_Supplied material_

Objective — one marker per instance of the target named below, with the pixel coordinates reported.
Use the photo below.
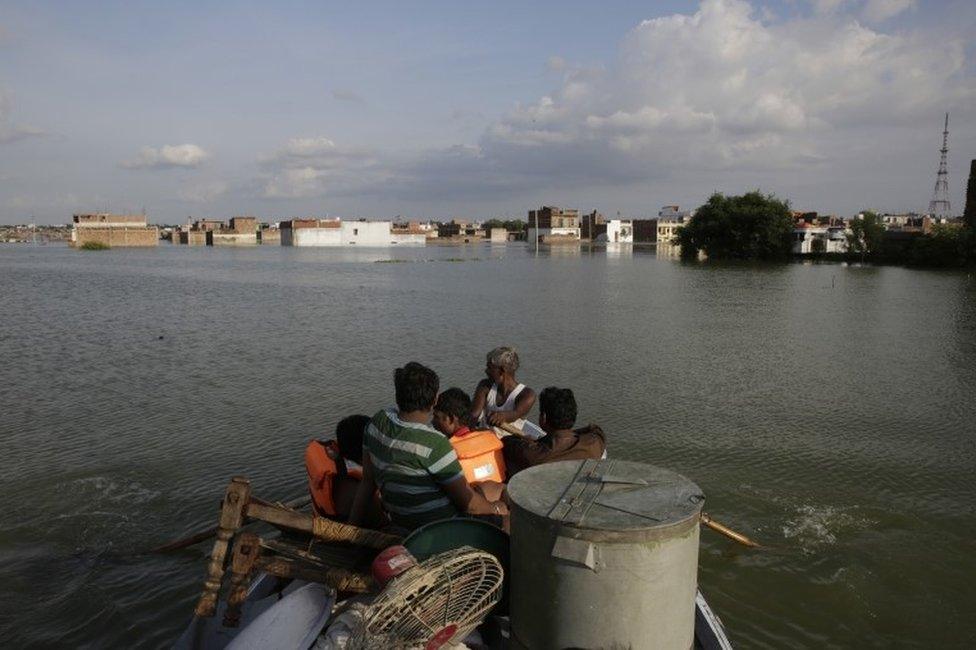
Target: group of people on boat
(438, 454)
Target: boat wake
(814, 527)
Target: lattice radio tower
(939, 205)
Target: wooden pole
(247, 548)
(320, 527)
(728, 532)
(231, 518)
(206, 534)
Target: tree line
(760, 226)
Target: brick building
(120, 230)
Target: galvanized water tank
(604, 555)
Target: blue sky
(477, 109)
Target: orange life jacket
(325, 464)
(480, 454)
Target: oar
(728, 532)
(204, 535)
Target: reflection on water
(826, 410)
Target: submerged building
(335, 232)
(120, 230)
(553, 225)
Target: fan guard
(434, 603)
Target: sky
(476, 110)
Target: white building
(819, 239)
(620, 231)
(334, 232)
(670, 219)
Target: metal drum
(604, 555)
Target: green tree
(750, 226)
(867, 235)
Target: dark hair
(559, 407)
(416, 387)
(454, 402)
(349, 435)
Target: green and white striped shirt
(410, 462)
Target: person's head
(349, 436)
(557, 409)
(452, 411)
(500, 361)
(416, 387)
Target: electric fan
(436, 603)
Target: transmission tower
(939, 205)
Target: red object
(390, 563)
(480, 455)
(443, 636)
(325, 464)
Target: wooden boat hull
(269, 619)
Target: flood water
(827, 411)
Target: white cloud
(556, 63)
(314, 166)
(718, 97)
(721, 88)
(349, 96)
(204, 192)
(879, 10)
(824, 7)
(302, 182)
(168, 156)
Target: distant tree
(866, 236)
(750, 226)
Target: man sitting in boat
(415, 467)
(479, 452)
(335, 469)
(557, 415)
(500, 400)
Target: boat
(307, 591)
(295, 613)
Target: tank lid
(607, 495)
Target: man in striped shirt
(414, 466)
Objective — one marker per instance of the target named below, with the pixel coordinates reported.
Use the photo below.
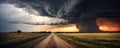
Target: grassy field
(92, 40)
(22, 40)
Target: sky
(50, 15)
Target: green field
(92, 40)
(22, 40)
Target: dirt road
(53, 41)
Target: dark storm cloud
(85, 12)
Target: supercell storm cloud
(84, 13)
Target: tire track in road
(53, 41)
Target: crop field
(22, 40)
(92, 40)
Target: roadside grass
(23, 40)
(89, 42)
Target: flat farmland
(92, 40)
(22, 40)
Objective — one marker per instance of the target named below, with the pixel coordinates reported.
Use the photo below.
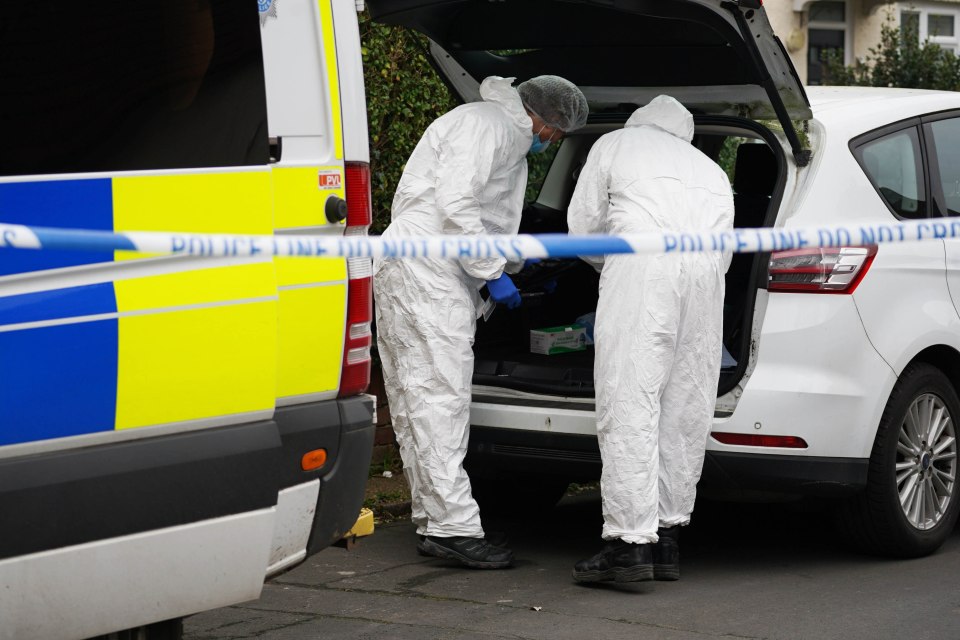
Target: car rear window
(895, 168)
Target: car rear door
(715, 56)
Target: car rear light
(753, 440)
(355, 374)
(819, 270)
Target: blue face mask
(537, 145)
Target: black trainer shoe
(496, 538)
(618, 561)
(666, 554)
(475, 553)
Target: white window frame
(846, 27)
(925, 10)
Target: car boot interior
(559, 292)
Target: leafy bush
(404, 95)
(900, 60)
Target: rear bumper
(345, 428)
(127, 533)
(75, 496)
(575, 457)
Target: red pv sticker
(329, 179)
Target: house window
(827, 30)
(934, 22)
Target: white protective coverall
(658, 325)
(467, 175)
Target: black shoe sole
(427, 547)
(639, 573)
(666, 572)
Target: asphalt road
(747, 571)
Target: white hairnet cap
(556, 100)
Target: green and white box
(564, 339)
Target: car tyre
(911, 502)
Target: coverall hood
(667, 113)
(502, 92)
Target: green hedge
(404, 95)
(900, 60)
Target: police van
(175, 429)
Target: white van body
(150, 461)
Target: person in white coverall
(657, 335)
(467, 176)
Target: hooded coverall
(466, 176)
(659, 317)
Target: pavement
(747, 571)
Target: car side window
(946, 141)
(895, 168)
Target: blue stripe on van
(59, 303)
(58, 381)
(71, 204)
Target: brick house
(807, 27)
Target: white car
(842, 363)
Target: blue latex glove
(503, 291)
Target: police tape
(511, 247)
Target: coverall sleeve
(587, 212)
(726, 206)
(467, 155)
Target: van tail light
(355, 374)
(754, 440)
(359, 204)
(819, 270)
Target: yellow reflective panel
(311, 343)
(197, 287)
(333, 80)
(196, 363)
(291, 271)
(300, 194)
(233, 202)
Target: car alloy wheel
(926, 461)
(911, 502)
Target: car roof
(856, 110)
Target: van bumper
(79, 495)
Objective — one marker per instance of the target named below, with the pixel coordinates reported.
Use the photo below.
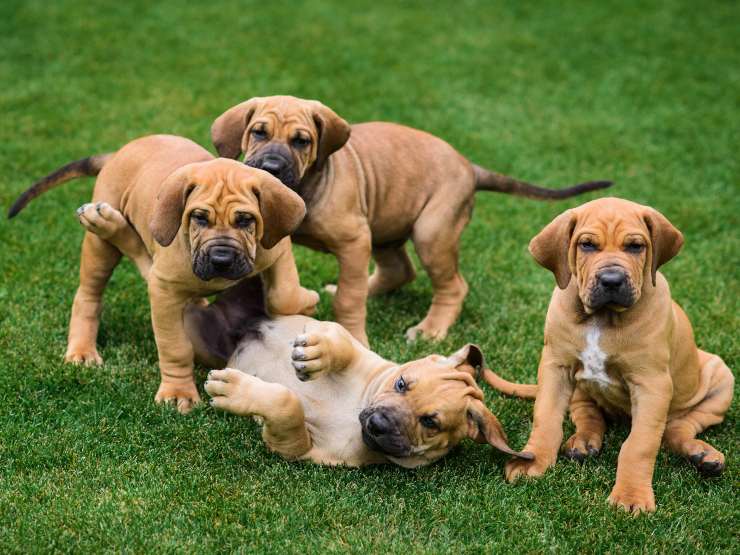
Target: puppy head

_Task directions_
Leave the pictures out and reproduce all of the records exactly.

_Answer below_
Objective — one marker per instance of the target named below, with the pixel coordinates reported.
Use the photo below.
Target: group of people on boat
(438, 454)
Target: boat wake
(814, 527)
Target: lattice radio tower
(939, 205)
Target: wooden pole
(247, 548)
(320, 527)
(728, 532)
(231, 518)
(206, 534)
Target: tree line
(760, 226)
Target: brick building
(120, 230)
Target: galvanized water tank
(604, 555)
Target: blue sky
(477, 109)
Target: orange life jacket
(325, 464)
(480, 454)
Target: oar
(728, 532)
(204, 535)
Target: reflection on water
(826, 410)
Target: submerged building
(335, 232)
(120, 230)
(553, 225)
Target: fan guard
(434, 603)
Target: sky
(476, 110)
Target: white building
(819, 239)
(620, 231)
(334, 232)
(670, 219)
Target: metal drum
(604, 555)
Target: green tree
(750, 226)
(867, 235)
Target: dark hair
(559, 407)
(416, 387)
(454, 402)
(349, 435)
Target: green and white striped shirt
(410, 462)
Target: person's head
(349, 436)
(557, 409)
(452, 411)
(500, 361)
(416, 387)
Target: electric fan
(436, 603)
Target: transmission tower
(939, 205)
Target: red object
(390, 563)
(480, 455)
(443, 636)
(325, 464)
Target: wooden boat hull
(269, 619)
Target: flood water
(827, 411)
Target: white cloud
(556, 63)
(314, 166)
(718, 97)
(721, 88)
(349, 96)
(204, 192)
(879, 10)
(824, 7)
(302, 182)
(168, 156)
Target: distant tree
(866, 236)
(750, 226)
Target: man sitting in boat
(415, 467)
(479, 452)
(335, 469)
(557, 415)
(500, 400)
Target: boat
(307, 591)
(295, 613)
Target: tank lid
(607, 495)
Target: man in striped shirt
(414, 466)
Objective — one marker per instance of the target named below, with the pixel coordinates reported.
Use the photo below.
Target: grassy field
(92, 40)
(22, 40)
Target: sky
(50, 15)
Target: green field
(92, 40)
(22, 40)
Target: dirt road
(53, 41)
Target: dark storm cloud
(85, 12)
Target: supercell storm cloud
(84, 13)
Target: tire track in road
(53, 41)
Target: crop field
(22, 40)
(92, 40)
Target: roadside grass
(23, 40)
(89, 42)
Target: flat farmland
(92, 40)
(22, 40)
Objective — one marker per instance of the target named below, with the pixel coordinates reported.
Use the photo below.
Target: car rear window
(895, 168)
Target: car rear door
(715, 56)
Target: car rear light
(753, 440)
(355, 374)
(819, 270)
Target: blue face mask
(537, 145)
Target: black trainer shoe
(496, 538)
(618, 561)
(666, 554)
(475, 553)
Target: white window frame
(846, 27)
(925, 10)
Target: car boot interior
(559, 292)
Target: leafy bush
(404, 95)
(900, 60)
Target: rear bumper
(345, 428)
(127, 533)
(75, 496)
(575, 457)
Target: red pv sticker
(329, 179)
Target: house window
(827, 30)
(934, 22)
Target: white protective coverall
(658, 325)
(467, 175)
Target: black shoe sole
(427, 547)
(639, 573)
(666, 572)
Target: asphalt road
(747, 571)
Target: white hairnet cap
(556, 100)
Target: green and white box
(564, 339)
Target: car tyre
(911, 502)
Target: coverall hood
(667, 113)
(502, 92)
Target: green hedge
(404, 95)
(900, 60)
Target: police van
(175, 429)
Target: white van body
(150, 461)
Target: person in white coverall
(657, 335)
(467, 176)
Target: hooded coverall
(466, 176)
(659, 317)
Target: pavement
(747, 571)
Target: car side window
(946, 141)
(895, 168)
Target: blue stripe on van
(59, 303)
(58, 381)
(71, 204)
Target: brick house
(807, 27)
Target: white car
(842, 363)
Target: blue latex glove
(503, 291)
Target: police tape
(511, 247)
Target: coverall sleeve
(587, 212)
(726, 206)
(467, 155)
Target: van tail light
(355, 374)
(754, 440)
(359, 204)
(819, 270)
Target: yellow reflective panel
(311, 343)
(197, 287)
(333, 80)
(196, 363)
(291, 271)
(300, 194)
(233, 202)
Target: car alloy wheel
(926, 461)
(911, 502)
Target: car roof
(856, 110)
Target: van bumper
(79, 495)
Objective — one marker per instance of the target named below, with the pixel coordinates reported.
Use the photo below.
Target: puppy head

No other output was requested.